Texto proporcionado:

+ + + +

La producción de panes a nivel comercial se inició en la Colonia hacia 1525, fecha en que se tiene noticia de la existencia de varias panaderías, sin que sepamos cuáles eran ni en dónde estaban situadas. Con ellas se daba inicio a una importantísima tradición gastronómica mexicana: el pan. En dichas panaderías el peso y el precio de los panes se encontraban estrictamente reglamentados; lo cual no era óbice para que algunos dueños empleasen toda clase de artimañas para reducir el peso y para usar harinas de baja calidad. Las leyes y reglamentos de control los dictaba la Fiel Ejecutoria, aparato de gobierno impuesto por el virrey por órdenes del rey de España, para vigilar que el comercio y la administración se llevasen conforme a la ley en las nuevas tierras. Los españoles eran los propietarios de las panaderías, de los instrumentos de trabajo, del capital, y de la fuerza productiva de los operarios quienes elaboraban el pan empleando sus manos y su ingenio, mismo que con el paso de los siglos se fue enriqueciendo hasta llegar a producir la gran cantidad de panes con que contamos hoy en día.

+ + + +

Datos proporcionados:
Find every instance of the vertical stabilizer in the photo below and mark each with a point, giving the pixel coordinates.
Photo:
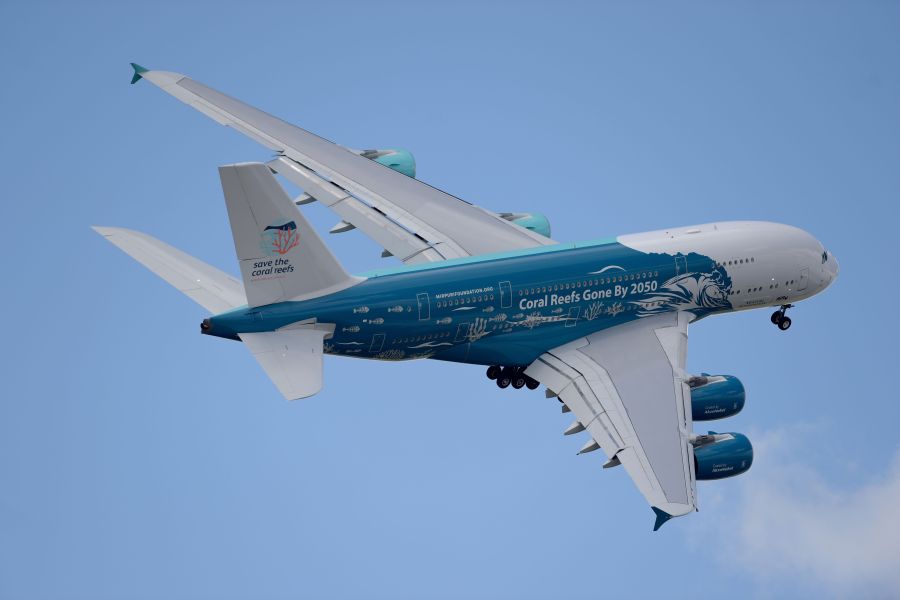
(281, 257)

+ + + +

Consigna de trabajo: Continúa el texto sobre la producción de pan en la Colonia a partir de su última oración.

Respuesta del ejercicio:
Los operarios eran indios obligados a trabajar en las panaderías y reos que, por medio de su labor en el amasijo, purgaban parte de su condena. Los prisioneros estaban atados con grilletes y no podían salir de la tahona. Tanto ellos como los indios sufrían del mal trato y de la explotación de sus patrones, quienes, aparte de golpearlos cruelmente, les obligaban a trabajar durante 12 ó 14 horas seguidas. Dentro de la tahona, los panaderos operarios no contaban con una jerarquización del trabajo, pues la tecnología y el aprendizaje necesarios para la producción de los panes no requerían de especialización como sucedería siglos más tarde. Cada panadería contaba con un mayordomo encargado de administrarla, recibir las remesas de harina, controlar la producción, y vigilar y golpear a los operarios.
Los propietarios estaban agrupados en gremios. La función principal del gremio consistía en aglutinar y organizar a los productores y a la producción. Estaba regido por estatutos y leyes; dependía del Cabildo de la Ciudad de México, y era vigilado por la Fiel Ejecutoria. Los panaderos agremiados contribuían económicamente para que se efectuaran las fiestas religiosas, muy costosas por toda la parafernalia que implicaban y en las que se incluían misas, mascaradas y corridas de toros.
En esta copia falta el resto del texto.